Problem to work on:
Which lines run from the one containing "Please mark the boat" to the end of the entries? Quote them exactly, and nothing else.

Exercise input:

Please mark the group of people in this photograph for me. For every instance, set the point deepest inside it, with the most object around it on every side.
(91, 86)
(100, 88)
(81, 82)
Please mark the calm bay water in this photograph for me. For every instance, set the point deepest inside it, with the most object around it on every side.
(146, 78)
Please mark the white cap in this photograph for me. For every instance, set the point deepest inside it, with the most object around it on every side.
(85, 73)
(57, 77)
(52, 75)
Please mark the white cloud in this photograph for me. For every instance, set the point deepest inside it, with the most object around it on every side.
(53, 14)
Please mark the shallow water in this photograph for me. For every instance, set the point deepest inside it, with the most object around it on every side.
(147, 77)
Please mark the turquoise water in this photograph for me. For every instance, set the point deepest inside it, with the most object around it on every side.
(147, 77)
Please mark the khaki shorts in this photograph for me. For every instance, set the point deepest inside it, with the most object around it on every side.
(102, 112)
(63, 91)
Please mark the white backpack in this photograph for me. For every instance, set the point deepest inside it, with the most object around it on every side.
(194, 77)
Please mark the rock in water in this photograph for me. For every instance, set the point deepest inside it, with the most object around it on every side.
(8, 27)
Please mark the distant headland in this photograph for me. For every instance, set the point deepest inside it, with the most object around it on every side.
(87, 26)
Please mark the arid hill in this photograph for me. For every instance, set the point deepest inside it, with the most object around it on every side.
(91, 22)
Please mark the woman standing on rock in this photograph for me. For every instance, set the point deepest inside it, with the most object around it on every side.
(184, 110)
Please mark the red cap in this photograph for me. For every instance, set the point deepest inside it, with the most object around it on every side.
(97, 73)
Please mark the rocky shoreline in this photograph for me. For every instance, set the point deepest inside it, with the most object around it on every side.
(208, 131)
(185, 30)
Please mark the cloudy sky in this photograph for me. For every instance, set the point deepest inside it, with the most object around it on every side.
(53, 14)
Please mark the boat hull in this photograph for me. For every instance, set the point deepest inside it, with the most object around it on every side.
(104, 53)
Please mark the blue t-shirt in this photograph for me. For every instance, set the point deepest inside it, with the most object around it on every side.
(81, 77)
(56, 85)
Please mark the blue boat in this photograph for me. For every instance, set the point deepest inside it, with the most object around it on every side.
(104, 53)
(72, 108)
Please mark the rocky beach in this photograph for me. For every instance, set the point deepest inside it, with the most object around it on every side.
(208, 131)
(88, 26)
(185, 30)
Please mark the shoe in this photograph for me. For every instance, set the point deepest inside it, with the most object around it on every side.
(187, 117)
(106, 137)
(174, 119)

Worked answer:
Please mark the boat hull in this photograph for me. For every instance, set the point deepest inside it, with the most object around it on every side.
(104, 53)
Please mark the blue t-shirt in this photograph for me. For every instance, set the point deepest inside it, with the most object around it on every side.
(81, 77)
(56, 85)
Please mark the blue boat in this photograph for me. For every instance, set the point deepest inside it, with the most object around it on every side.
(104, 53)
(72, 108)
Please mark the rocky beach in this photograph for me. For every instance, set the point deepest inside it, with the most object around it on every side.
(208, 131)
(88, 26)
(185, 30)
Please mark the shoe in this photograph for me. For every instance, set the point deepest inside it, with the most object around it on every side.
(187, 117)
(106, 137)
(174, 119)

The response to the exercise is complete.